start Records

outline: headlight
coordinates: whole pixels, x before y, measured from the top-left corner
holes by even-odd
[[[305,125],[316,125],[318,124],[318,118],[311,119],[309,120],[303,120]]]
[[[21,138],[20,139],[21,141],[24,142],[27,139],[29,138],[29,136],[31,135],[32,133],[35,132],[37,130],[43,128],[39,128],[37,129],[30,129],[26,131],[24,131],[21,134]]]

end Records

- **Work required**
Exactly as shown above, return every record.

- **Complete output**
outline: headlight
coordinates: whole pixels, x before y, measured from the top-left corner
holes by even-odd
[[[305,125],[316,125],[318,124],[318,118],[311,119],[309,120],[303,120]]]
[[[21,138],[20,139],[21,141],[24,142],[27,139],[29,138],[29,136],[31,135],[32,133],[35,132],[37,130],[43,128],[39,128],[37,129],[30,129],[26,131],[24,131],[21,134]]]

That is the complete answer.